• Required work:
#1 Quote the stretch of the article on Charles McVety and creationism from "At 1:28:30 of" through "Book of Genesis." without changing a word.
#2 Answer these questions from the article on Charles McVety and creationism:
(a) Which college is McVety president of?
(b) In which state is the Creation Museum founded by Ken Ham?
(c) In what year did management at CTS take McVety off the air?
#3 Carry on the article about Charles McVety and creationism from its final sentence.

Doug Ford ally Charles McVety: Teaching creationism in schools “sounds like a good idea”
“It sounds like a good Idea, don’t you think?”
Charles McVety, a close ally and key endorser of Doug Ford’s campaign for the PC leadership, thinks Ontario’s schools should teach creationism.
Addressing the audience during a conference this week, the hardline social conservative and Canada Christian College president questioned whether the Earth is more than 6,000 years old and spoke in favour of creationist philosophy in the province’s schools.
In one video posted on the Canada Christian College Facebook page, McVety tells the gathering:
“People talk about the world being billions and billions of years old, but I’ve never seen anything more than 6,000 years old. You have a perfect historical record for about 6,000 years and then…stopped…This nonsense that this world has been like this for billions of years is really troublesome to me in my mind because it makes no sense at all, but how many know that the devil makes no sense?.”
At 1:28:30 of another video from the same conference, McVety can be seen saying:
“I just want people to know, that this man takes a stand, and you know that the devil doesn’t like it. In fact, last week the Toronto Star wrote an article and they ridiculed us for having Ken Ham here to come to speak on Genesis and they said that they’re worried that McVety’s relationship with Doug Ford means that creation is now going to be taught in all the schools in Ontario. I, of course, said there’s no move in that direction but it sounds like a good idea, don’t you think?”
Ham is founder of the “Creation Museum” in Kentucky, which promotes pseudoscientific philosophy about the Earth’s age and origins based on a literalist interpretation of the Book of Genesis.
McVety is a former televangelist who was deemed too extreme for the Christian TV station CTS. In 2010, management yanked him off the air following complaints that he was broadcasting “discriminatory comments.”
According to a ruling from the Canadian Broadcast Standards Council, McVety violated broadcasting codes by presenting “distorted facts” and “abusive comments about homosexuals,” specifically comments that “suggested that homosexuals prey on children.”

• Supplied entries:
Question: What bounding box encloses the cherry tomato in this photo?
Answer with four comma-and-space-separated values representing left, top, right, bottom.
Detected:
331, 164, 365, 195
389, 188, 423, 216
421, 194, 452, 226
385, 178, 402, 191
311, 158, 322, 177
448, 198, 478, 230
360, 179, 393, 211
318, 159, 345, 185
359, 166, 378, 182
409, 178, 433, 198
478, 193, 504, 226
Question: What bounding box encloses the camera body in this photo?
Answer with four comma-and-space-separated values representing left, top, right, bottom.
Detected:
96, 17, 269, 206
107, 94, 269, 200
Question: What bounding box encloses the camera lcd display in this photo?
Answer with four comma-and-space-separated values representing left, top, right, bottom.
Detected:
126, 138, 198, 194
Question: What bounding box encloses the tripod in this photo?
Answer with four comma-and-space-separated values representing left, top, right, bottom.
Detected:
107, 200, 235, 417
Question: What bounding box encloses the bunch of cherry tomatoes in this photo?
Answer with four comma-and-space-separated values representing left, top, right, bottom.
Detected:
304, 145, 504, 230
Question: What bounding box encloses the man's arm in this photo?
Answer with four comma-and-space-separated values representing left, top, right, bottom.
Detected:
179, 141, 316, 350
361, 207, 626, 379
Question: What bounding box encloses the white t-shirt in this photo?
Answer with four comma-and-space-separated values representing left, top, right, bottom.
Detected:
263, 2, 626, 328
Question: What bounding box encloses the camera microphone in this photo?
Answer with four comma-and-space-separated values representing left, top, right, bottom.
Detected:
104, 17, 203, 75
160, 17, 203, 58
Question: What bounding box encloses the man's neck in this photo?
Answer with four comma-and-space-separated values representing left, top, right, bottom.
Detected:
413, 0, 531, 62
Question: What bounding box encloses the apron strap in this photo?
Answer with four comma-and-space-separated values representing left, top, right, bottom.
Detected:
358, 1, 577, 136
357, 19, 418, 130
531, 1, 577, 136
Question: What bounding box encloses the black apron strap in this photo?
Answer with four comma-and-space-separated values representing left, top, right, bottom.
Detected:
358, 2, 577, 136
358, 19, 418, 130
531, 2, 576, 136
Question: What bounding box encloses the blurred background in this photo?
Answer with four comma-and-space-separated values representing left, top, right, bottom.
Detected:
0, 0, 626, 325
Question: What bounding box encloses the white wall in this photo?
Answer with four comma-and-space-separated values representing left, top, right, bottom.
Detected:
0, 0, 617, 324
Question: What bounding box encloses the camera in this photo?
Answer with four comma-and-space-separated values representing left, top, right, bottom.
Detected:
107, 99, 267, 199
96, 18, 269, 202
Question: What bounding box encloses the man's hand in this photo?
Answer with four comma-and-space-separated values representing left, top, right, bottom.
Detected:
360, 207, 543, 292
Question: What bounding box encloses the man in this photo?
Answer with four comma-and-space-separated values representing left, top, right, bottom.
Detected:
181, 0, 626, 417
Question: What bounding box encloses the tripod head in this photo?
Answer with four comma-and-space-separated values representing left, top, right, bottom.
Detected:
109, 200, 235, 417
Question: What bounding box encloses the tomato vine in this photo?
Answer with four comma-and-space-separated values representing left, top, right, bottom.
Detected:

* * *

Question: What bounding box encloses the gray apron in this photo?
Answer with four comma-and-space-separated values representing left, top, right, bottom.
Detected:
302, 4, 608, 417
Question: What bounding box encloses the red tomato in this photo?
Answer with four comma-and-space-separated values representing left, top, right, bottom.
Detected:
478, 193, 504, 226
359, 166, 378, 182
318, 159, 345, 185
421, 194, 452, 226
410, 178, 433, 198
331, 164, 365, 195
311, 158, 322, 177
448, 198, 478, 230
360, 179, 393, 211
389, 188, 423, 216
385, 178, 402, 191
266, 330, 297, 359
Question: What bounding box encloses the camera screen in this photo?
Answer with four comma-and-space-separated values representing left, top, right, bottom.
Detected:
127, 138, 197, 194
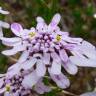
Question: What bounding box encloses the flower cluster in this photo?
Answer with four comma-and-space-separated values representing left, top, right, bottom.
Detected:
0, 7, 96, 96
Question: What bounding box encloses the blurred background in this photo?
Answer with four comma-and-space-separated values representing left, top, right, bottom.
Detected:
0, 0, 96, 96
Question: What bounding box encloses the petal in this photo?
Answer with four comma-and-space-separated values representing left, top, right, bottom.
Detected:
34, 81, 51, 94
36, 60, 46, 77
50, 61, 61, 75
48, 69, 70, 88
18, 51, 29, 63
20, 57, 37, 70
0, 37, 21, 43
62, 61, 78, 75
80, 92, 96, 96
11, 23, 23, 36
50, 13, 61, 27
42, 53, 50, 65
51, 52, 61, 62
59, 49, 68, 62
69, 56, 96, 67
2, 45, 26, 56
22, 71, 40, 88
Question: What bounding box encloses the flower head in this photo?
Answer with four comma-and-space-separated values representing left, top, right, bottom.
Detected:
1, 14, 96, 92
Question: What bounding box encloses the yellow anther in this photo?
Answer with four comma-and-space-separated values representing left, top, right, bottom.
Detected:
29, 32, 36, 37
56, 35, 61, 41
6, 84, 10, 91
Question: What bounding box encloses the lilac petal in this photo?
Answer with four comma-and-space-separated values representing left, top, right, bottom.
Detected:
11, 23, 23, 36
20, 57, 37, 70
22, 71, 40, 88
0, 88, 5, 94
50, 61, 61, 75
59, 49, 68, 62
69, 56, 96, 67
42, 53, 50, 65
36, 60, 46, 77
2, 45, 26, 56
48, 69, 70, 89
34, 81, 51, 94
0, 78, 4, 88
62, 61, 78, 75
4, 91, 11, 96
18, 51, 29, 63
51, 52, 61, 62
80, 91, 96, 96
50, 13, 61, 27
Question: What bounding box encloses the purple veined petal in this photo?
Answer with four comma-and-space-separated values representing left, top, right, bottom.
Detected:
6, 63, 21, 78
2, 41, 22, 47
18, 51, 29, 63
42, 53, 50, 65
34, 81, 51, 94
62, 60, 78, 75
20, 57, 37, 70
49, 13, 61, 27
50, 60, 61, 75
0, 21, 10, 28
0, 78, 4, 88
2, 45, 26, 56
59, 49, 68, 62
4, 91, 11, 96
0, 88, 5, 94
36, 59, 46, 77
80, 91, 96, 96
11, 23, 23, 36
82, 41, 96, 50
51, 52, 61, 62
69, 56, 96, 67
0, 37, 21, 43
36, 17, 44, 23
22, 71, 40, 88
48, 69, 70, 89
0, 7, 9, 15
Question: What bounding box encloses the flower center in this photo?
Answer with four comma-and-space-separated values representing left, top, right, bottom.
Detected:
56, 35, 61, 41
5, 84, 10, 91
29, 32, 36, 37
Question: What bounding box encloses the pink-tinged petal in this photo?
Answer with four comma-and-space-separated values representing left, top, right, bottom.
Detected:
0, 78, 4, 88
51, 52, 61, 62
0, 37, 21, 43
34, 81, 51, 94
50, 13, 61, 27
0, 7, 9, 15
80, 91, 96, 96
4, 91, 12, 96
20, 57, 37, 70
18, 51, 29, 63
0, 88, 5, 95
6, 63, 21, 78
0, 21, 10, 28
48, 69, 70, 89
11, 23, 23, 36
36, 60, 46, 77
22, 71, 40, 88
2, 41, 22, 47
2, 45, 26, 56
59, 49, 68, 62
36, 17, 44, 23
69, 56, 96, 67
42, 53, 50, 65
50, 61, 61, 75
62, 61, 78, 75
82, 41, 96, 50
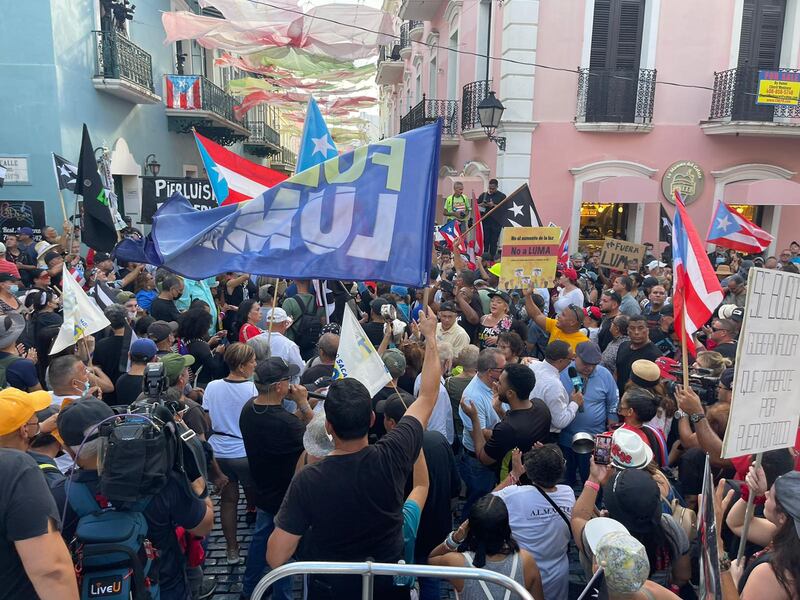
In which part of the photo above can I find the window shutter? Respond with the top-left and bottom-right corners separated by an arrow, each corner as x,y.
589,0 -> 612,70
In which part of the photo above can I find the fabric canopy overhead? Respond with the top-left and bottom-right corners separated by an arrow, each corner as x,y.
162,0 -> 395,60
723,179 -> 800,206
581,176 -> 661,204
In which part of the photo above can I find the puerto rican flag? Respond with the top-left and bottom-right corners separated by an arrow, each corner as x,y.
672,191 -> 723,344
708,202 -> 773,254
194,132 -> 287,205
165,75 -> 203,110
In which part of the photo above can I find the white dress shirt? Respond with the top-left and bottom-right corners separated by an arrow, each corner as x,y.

* * *

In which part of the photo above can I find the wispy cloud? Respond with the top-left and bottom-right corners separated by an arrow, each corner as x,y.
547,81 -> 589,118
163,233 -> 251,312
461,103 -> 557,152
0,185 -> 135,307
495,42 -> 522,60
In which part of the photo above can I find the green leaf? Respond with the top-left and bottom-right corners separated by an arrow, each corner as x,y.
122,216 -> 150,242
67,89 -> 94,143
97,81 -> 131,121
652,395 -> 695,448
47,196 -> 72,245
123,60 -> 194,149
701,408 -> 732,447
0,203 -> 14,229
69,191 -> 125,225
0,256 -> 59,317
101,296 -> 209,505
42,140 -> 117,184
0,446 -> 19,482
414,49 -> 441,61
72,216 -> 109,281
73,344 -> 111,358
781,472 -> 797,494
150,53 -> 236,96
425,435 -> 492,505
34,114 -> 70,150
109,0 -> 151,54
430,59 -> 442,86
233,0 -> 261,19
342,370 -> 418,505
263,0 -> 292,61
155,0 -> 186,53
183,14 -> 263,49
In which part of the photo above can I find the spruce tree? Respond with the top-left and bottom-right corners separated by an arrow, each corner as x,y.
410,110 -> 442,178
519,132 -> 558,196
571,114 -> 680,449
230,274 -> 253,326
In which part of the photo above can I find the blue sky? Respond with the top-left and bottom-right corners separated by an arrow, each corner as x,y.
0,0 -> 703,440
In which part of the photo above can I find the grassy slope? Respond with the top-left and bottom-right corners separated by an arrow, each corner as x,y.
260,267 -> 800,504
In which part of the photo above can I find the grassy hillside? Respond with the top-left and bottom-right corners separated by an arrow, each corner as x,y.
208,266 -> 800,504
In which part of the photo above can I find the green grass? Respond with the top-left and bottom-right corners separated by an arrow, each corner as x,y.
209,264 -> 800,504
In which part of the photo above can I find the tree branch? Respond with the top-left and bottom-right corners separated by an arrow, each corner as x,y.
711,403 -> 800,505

• Outputs for the tasks:
#1
At 1:28:30 of another video from the same conference, McVety can be seen saying:
“I just want people to know, that this man takes a stand, and you know that the devil doesn’t like it. In fact, last week the Toronto Star wrote an article and they ridiculed us for having Ken Ham here to come to speak on Genesis and they said that they’re worried that McVety’s relationship with Doug Ford means that creation is now going to be taught in all the schools in Ontario. I, of course, said there’s no move in that direction but it sounds like a good idea, don’t you think?”
Ham is founder of the “Creation Museum” in Kentucky, which promotes pseudoscientific philosophy about the Earth’s age and origins based on a literalist interpretation of the Book of Genesis.

#2
(a) Canada Christian College
(b) Kentucky
(c) 2010

#3
McVety’s Institute for Canadian Values is a social conservative think tank that targets the LGBTQ community and regularly spreads disinformation on legislation relating to issues of sexuality, including Ontario’s sexual education curriculum or falsely claiming Canada is making it “legal for adult men to engage in anal sex with children.”
McVety’s college has also hosted a number of controversial events, including a 2011 speech by Dutch far-right leader Geert Wilders and a 2017 rally organized by Rebel Media protesting a motion condemning racism and Islamophobia following a white nationalist’s horrific terror attack on a Québec City mosque.
In February, Ford joined McVety on a whirlwind tour of several Toronto churches where the pastor told congregants Ford would back their agenda.
“I can guarantee you we will make sure the church has a voice all the time,” Ford then told congregants. “All the time.”
Ford subsequently promised to “repeal” sex-ed.
More recently, McVety scored front-row seats for City TV’s May 7th provincial leadership, on Ford’s own invitation as a VIP guest.
— PressProgress (@pressprogress) May 7, 2018
Ford’s embrace of hardline social conservatives, while perhaps more explicit, isn’t new to the PC party.
In 2016, PC MPP Rick Nicholls was forced to retract comments made to a group of Christian supporters about how the party could never win government on the force of social issues alone.
“Social issues are very, very important,” Nicholls had said, before adding:
“We need to form government, then watch us go…watch us go.”